Short exercise: Reproduce the journal article excerpt on system dynamics in make-to-order production word for word, from the first line to the last.

Document excerpt:
Print version ISSN 1012-277X

S. Afr. J. Ind. Eng. vol.26 n.2 Pretoria Aug. 2015

 

GENERAL ARTICLES

 

Application of a system dynamics model to improve the performance of make-to-order production

 

 

Y.-L. Ho

Department of Wealth Management Hsing Wu University, Taiwan 096063@mail.hwu.edu.tw

 

 


ABSTRACT

This study provides a system dynamics (SD) model of make-to-order (MTO) production and discusses the key factors of production improvement. The proposed system can be divided into three subsystems: income/cost, order/production, and human resources (HR). The time delay between customer demand, production demand, order quantity, material demand, and inventory is considered in a practical application. In addition, this paper considers how the cycle time is affected by the total input of HR; how unit transportation cost is influenced by the delivery quantity; and how unit penalty (shortage) cost is affected by the amount of shortage. The production capacity, yield, and holding cost needed to satisfy practical demands are all considered. A simulation approach to MTO production for meeting contract requests is presented in this study. Simulation results reveal that the amount of shortage will be the most important factor affecting the policy for the replenishment of material. Although the rise in production capacity leads to a reduced amount of shortage, it does not play a significant role. A sensitivity analysis of the replenishment of material policy is conducted to find out the best suggested policy. The SD model is also shown to quickly simulate changes in system behaviour, which allows an organisation enough time to respond to and conquer any unpredictable situation that might occur.

(Dataset rows on where objects appear)
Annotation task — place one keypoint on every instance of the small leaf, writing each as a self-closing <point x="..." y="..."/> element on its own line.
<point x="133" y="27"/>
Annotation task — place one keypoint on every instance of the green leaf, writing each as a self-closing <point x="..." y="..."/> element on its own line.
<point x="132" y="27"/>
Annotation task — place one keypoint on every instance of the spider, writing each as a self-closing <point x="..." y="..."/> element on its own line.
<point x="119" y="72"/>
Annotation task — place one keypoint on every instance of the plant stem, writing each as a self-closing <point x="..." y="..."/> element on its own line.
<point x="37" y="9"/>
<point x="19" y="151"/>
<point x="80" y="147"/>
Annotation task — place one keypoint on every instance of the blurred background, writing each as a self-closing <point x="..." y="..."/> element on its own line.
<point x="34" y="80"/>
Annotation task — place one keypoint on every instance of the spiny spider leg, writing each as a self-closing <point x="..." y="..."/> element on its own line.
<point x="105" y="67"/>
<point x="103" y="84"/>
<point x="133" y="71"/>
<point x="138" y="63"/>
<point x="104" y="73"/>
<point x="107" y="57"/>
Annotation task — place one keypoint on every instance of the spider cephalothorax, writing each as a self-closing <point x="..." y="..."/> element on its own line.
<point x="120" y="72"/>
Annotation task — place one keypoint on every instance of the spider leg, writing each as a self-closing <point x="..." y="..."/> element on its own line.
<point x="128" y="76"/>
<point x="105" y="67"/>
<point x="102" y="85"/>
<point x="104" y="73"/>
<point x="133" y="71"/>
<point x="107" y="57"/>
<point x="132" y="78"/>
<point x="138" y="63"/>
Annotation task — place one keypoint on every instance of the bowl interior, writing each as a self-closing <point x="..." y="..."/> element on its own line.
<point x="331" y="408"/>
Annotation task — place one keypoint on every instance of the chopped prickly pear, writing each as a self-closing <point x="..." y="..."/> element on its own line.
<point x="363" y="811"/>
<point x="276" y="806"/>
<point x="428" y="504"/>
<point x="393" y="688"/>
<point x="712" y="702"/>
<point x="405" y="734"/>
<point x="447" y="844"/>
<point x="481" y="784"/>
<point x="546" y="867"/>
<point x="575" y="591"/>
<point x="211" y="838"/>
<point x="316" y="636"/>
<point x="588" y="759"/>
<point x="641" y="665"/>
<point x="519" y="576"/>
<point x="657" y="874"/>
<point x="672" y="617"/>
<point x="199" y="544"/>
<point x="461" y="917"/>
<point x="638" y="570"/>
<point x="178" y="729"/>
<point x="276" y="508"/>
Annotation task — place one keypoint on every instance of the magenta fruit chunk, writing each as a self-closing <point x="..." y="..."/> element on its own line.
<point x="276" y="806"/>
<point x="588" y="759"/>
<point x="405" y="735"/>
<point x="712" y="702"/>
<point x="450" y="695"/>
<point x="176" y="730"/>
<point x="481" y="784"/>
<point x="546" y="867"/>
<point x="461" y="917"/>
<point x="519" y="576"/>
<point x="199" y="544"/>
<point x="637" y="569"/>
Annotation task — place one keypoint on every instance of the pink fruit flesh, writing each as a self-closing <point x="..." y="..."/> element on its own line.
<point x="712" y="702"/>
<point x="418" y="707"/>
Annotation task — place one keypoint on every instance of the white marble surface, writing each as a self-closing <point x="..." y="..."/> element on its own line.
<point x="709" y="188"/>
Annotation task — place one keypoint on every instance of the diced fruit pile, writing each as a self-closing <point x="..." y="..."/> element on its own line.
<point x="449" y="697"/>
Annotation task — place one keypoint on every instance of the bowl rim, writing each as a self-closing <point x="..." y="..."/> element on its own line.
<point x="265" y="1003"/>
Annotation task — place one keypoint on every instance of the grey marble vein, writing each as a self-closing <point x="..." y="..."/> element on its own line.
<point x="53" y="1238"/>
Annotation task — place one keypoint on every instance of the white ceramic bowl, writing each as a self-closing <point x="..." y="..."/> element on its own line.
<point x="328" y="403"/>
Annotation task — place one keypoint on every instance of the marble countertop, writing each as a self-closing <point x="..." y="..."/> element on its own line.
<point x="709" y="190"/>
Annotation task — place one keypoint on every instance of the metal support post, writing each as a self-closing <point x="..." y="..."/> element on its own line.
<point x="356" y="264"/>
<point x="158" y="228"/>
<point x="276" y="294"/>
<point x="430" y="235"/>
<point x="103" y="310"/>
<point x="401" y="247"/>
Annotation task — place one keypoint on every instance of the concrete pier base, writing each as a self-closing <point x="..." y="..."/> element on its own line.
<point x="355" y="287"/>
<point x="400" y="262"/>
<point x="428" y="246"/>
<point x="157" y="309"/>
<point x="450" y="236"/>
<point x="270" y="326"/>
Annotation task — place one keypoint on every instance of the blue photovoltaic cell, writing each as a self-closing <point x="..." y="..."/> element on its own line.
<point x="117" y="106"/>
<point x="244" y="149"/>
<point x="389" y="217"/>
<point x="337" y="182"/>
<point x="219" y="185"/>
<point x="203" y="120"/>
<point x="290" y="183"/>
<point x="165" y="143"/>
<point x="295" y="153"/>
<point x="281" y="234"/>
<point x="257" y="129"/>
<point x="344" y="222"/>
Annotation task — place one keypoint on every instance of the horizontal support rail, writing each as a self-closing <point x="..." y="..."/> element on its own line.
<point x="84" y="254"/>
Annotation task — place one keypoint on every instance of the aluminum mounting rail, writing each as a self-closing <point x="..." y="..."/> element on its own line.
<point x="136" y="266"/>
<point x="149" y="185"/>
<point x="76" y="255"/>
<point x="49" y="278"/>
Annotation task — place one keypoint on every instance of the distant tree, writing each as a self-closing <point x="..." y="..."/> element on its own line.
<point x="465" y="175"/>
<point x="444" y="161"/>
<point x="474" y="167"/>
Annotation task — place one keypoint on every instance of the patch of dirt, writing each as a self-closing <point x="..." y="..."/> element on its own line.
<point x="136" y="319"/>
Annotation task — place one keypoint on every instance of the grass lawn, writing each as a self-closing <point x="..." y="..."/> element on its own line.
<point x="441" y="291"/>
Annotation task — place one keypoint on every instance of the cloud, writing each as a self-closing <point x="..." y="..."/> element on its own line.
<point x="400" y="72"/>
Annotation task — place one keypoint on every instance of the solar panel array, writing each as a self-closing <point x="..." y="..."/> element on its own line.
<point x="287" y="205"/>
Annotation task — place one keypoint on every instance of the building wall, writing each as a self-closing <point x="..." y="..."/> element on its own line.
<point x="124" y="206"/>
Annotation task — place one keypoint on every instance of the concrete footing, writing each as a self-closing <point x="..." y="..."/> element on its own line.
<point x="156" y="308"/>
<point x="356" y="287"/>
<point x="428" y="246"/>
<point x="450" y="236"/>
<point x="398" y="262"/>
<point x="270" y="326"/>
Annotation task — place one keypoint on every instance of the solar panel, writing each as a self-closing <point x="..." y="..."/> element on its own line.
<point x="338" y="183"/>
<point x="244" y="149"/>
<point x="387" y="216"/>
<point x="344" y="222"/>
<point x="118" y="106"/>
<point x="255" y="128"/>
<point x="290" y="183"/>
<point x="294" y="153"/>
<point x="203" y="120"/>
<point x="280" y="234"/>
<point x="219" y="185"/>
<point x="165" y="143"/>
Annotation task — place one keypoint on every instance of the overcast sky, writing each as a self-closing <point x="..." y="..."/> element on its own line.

Task solution:
Print version ISSN 1012-277X

S. Afr. J. Ind. Eng. vol.26 n.2 Pretoria Aug. 2015

 

GENERAL ARTICLES

 

Application of a system dynamics model to improve the performance of make-to-order production

 

 

Y.-L. Ho

Department of Wealth Management Hsing Wu University, Taiwan 096063@mail.hwu.edu.tw

 

 


ABSTRACT

This study provides a system dynamics (SD) model of make-to-order (MTO) production and discusses the key factors of production improvement. The proposed system can be divided into three subsystems: income/cost, order/production, and human resources (HR). The time delay between customer demand, production demand, order quantity, material demand, and inventory is considered in a practical application. In addition, this paper considers how the cycle time is affected by the total input of HR; how unit transportation cost is influenced by the delivery quantity; and how unit penalty (shortage) cost is affected by the amount of shortage. The production capacity, yield, and holding cost needed to satisfy practical demands are all considered. A simulation approach to MTO production for meeting contract requests is presented in this study. Simulation results reveal that the amount of shortage will be the most important factor affecting the policy for the replenishment of material. Although the rise in production capacity leads to a reduced amount of shortage, it does not play a significant role. A sensitivity analysis of the replenishment of material policy is conducted to find out the best suggested policy. The SD model is also shown to quickly simulate changes in system behaviour, which allows an organisation enough time to respond to and conquer any unpredictable situation that might occur.